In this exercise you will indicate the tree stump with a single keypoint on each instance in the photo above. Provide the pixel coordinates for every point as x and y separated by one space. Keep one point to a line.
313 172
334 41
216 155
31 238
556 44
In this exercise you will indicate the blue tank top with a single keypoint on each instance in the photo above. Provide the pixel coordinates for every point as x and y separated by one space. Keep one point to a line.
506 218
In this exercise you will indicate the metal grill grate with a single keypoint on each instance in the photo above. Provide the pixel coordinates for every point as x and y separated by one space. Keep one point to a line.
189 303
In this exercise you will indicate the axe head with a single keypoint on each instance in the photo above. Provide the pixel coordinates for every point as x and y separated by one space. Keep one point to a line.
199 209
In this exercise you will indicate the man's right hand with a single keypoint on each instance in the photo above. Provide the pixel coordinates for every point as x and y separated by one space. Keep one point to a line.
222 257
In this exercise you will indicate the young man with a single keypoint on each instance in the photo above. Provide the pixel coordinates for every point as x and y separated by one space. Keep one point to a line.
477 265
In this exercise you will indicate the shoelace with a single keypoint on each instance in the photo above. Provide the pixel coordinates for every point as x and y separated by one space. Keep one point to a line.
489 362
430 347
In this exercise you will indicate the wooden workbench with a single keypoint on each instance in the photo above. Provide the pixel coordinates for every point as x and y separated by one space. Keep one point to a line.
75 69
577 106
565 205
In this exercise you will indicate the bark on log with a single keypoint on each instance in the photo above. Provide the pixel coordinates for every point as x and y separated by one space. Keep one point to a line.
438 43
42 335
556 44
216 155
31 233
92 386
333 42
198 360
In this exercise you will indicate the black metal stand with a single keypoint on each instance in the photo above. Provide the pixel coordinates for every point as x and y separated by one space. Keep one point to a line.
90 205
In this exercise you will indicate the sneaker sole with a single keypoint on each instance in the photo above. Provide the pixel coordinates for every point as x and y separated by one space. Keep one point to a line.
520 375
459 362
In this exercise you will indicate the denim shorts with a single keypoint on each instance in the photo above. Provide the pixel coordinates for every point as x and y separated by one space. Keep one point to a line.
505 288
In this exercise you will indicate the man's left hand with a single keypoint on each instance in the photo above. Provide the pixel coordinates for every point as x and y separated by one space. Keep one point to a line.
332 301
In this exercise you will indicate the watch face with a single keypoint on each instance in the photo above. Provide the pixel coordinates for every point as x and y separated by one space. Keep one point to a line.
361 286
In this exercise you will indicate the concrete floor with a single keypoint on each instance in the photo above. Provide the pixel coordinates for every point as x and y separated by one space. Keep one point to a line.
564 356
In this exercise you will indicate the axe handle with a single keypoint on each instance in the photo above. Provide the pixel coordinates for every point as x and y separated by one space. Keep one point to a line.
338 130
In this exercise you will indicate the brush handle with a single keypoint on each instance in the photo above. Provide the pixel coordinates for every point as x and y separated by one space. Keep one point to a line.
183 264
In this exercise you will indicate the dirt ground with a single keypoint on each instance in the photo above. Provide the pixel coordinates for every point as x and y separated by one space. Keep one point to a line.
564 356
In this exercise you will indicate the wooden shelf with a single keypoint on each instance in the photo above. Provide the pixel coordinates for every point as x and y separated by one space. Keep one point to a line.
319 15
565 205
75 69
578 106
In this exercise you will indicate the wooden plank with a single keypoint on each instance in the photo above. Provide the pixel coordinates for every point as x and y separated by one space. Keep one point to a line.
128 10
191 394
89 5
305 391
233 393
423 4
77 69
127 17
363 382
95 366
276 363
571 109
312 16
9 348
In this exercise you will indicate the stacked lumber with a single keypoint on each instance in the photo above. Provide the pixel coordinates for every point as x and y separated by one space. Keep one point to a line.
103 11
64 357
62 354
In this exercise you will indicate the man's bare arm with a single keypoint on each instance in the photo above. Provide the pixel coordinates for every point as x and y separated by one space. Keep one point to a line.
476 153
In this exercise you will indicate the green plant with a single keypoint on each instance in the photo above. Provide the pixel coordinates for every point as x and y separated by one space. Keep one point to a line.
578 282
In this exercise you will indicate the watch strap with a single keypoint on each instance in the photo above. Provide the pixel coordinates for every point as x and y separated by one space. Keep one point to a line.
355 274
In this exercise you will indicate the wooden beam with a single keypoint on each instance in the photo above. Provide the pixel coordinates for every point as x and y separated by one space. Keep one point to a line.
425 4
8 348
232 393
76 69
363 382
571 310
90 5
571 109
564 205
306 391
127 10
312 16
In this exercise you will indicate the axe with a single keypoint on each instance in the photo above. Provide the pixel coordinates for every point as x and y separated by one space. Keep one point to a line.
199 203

# # # # # # #

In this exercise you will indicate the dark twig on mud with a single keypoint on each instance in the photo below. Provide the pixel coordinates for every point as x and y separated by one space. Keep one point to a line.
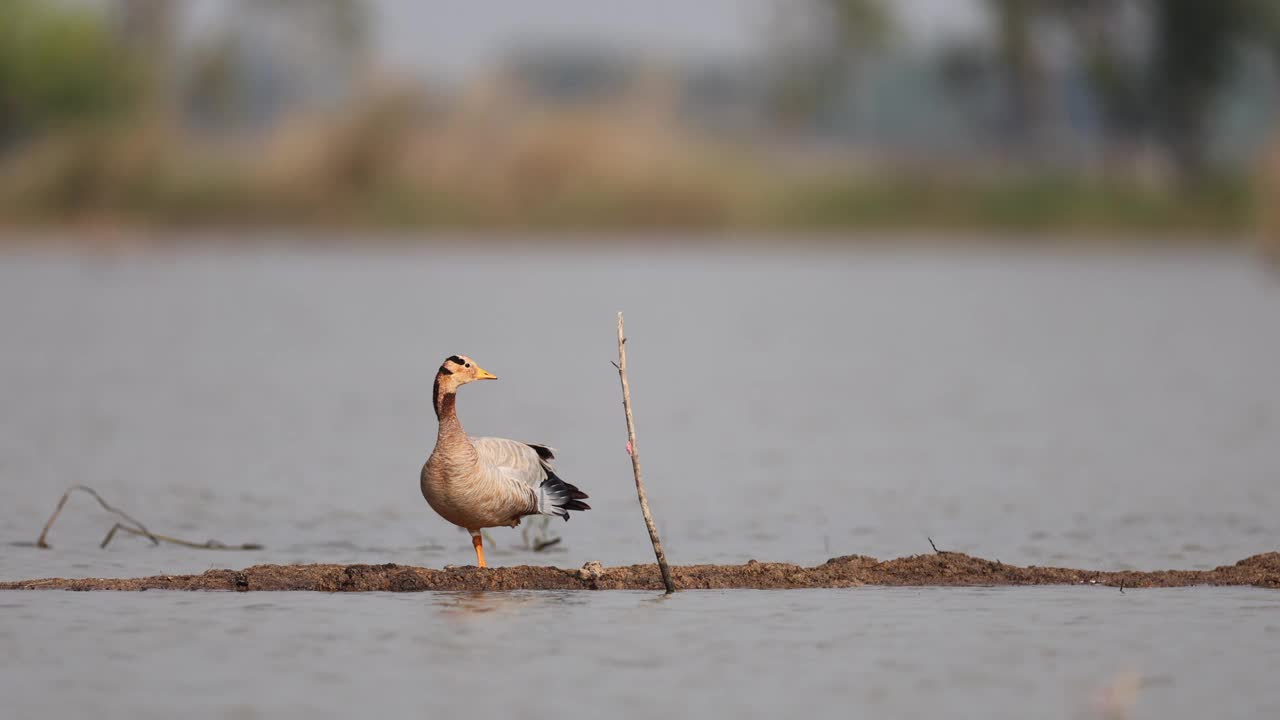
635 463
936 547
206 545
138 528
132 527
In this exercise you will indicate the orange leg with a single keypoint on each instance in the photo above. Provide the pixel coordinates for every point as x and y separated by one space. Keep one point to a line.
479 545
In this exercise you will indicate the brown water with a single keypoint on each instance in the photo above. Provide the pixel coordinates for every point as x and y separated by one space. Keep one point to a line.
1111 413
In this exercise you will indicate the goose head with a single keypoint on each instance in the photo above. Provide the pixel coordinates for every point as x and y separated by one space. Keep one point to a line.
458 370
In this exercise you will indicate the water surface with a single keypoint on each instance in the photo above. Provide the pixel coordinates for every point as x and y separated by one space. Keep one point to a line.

# # # # # # #

• _Task to carry out_
From the data, extract verbatim the lines starting at the one containing "In this exercise you will indicate the brown" and ending at the one containing "In this exercise you will indicate the water", both included.

• _Exercise answer_
In this exercise you will indicate the brown water with a single keypoint on each instance in the photo above. Provide the pixel coordinates for every point as x and y separated by one space. Keep one point to a line.
1111 413
In this exercise you will indicate the goose head with a single keypoint on each instance in the photo above. Provide the pixel coordinates for every point as x and y separated by one space. Keep one point to a line.
458 370
In this exercise you will indicate the water surface with a single keypoint on each instance in the photo above. Provide the pixel coordinates for every point as x and y separated by one space. Keep one point to a line.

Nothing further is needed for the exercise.